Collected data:

--------------------------------------------------

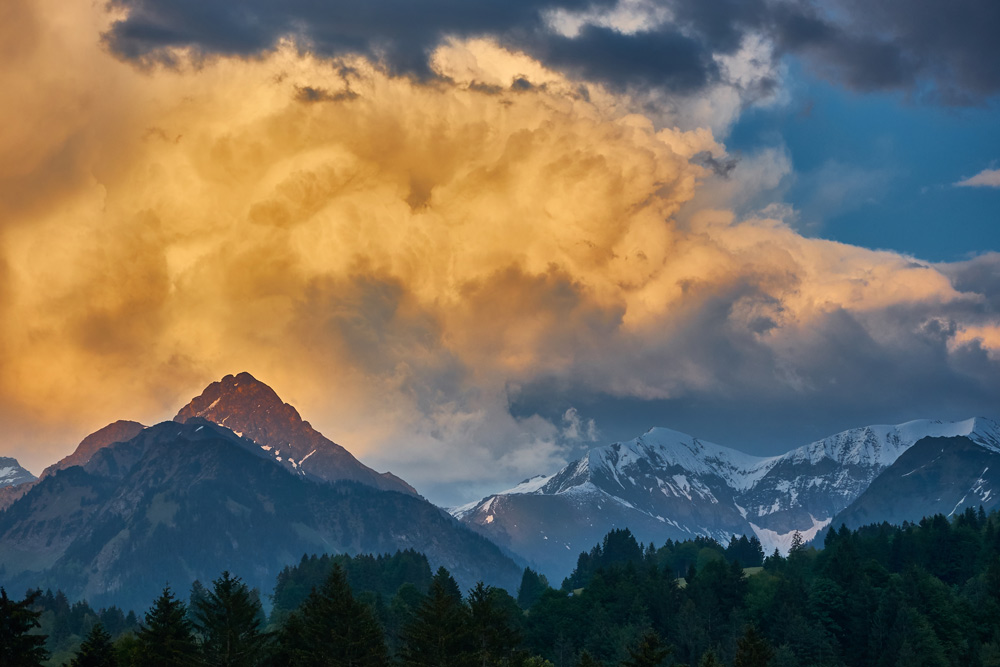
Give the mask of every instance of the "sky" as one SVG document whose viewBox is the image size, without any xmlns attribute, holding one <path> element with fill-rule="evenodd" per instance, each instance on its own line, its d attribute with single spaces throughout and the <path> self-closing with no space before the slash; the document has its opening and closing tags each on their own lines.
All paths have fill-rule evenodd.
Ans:
<svg viewBox="0 0 1000 667">
<path fill-rule="evenodd" d="M 8 0 L 0 454 L 249 371 L 440 504 L 1000 417 L 1000 5 Z"/>
</svg>

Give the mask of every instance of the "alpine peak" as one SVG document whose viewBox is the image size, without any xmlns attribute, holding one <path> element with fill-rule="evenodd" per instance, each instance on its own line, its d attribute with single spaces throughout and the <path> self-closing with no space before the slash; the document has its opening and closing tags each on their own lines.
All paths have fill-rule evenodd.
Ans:
<svg viewBox="0 0 1000 667">
<path fill-rule="evenodd" d="M 201 418 L 253 440 L 292 472 L 326 481 L 353 480 L 376 488 L 416 494 L 391 473 L 378 473 L 329 440 L 281 400 L 267 384 L 242 372 L 208 385 L 174 421 Z"/>
</svg>

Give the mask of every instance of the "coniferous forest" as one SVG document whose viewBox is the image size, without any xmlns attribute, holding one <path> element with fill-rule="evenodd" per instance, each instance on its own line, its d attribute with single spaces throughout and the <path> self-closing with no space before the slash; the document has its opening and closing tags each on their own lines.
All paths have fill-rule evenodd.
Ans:
<svg viewBox="0 0 1000 667">
<path fill-rule="evenodd" d="M 461 591 L 414 551 L 304 556 L 261 595 L 234 573 L 139 617 L 0 590 L 0 665 L 992 667 L 1000 514 L 656 547 L 615 530 L 561 585 Z"/>
</svg>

--------------------------------------------------

### WHAT TO DO
With the pictures stripped out, return each record word for word.

### YOUR SOLUTION
Give the mask of every instance of the "sky" as one SVG document whose viewBox is the image size, without any xmlns attribute, holding one <path> element with fill-rule="evenodd" per instance, each instance on its own line, its d attribute with single spaces throughout and the <path> self-closing with no space before the slash; the document has its opening and closing tags each on their own lines.
All paths have fill-rule evenodd.
Ans:
<svg viewBox="0 0 1000 667">
<path fill-rule="evenodd" d="M 8 0 L 0 454 L 249 371 L 440 504 L 1000 417 L 1000 5 Z"/>
</svg>

Give the mask of every instance of the "alpine peak" as one SVG document whose viewBox is the image size, without any xmlns attribute, holding one <path> element with fill-rule="evenodd" per instance, each instance on its own line, its d attribute with single spaces throughout and the <path> self-closing with no space before the slash; the document has its opening and closing tags each on their own lines.
All paths have fill-rule evenodd.
Ans:
<svg viewBox="0 0 1000 667">
<path fill-rule="evenodd" d="M 201 418 L 253 440 L 292 472 L 326 481 L 353 480 L 376 488 L 416 494 L 391 473 L 378 473 L 329 440 L 281 400 L 267 384 L 242 372 L 208 385 L 174 421 Z"/>
</svg>

Give the mask of every instance of the "coniferous forest" as one SVG document whose viewBox is the image size, without any xmlns attribute, holding one <path> element with fill-rule="evenodd" per instance, each instance on its own line, its d attribute with single spaces throughout and the <path> self-closing with no space before the slash; the document has its opening and closing tags each on their own lines.
All paths have fill-rule evenodd.
Ans:
<svg viewBox="0 0 1000 667">
<path fill-rule="evenodd" d="M 461 591 L 414 551 L 304 556 L 261 595 L 234 573 L 139 617 L 0 590 L 0 665 L 992 667 L 1000 514 L 656 547 L 615 530 L 561 585 Z"/>
</svg>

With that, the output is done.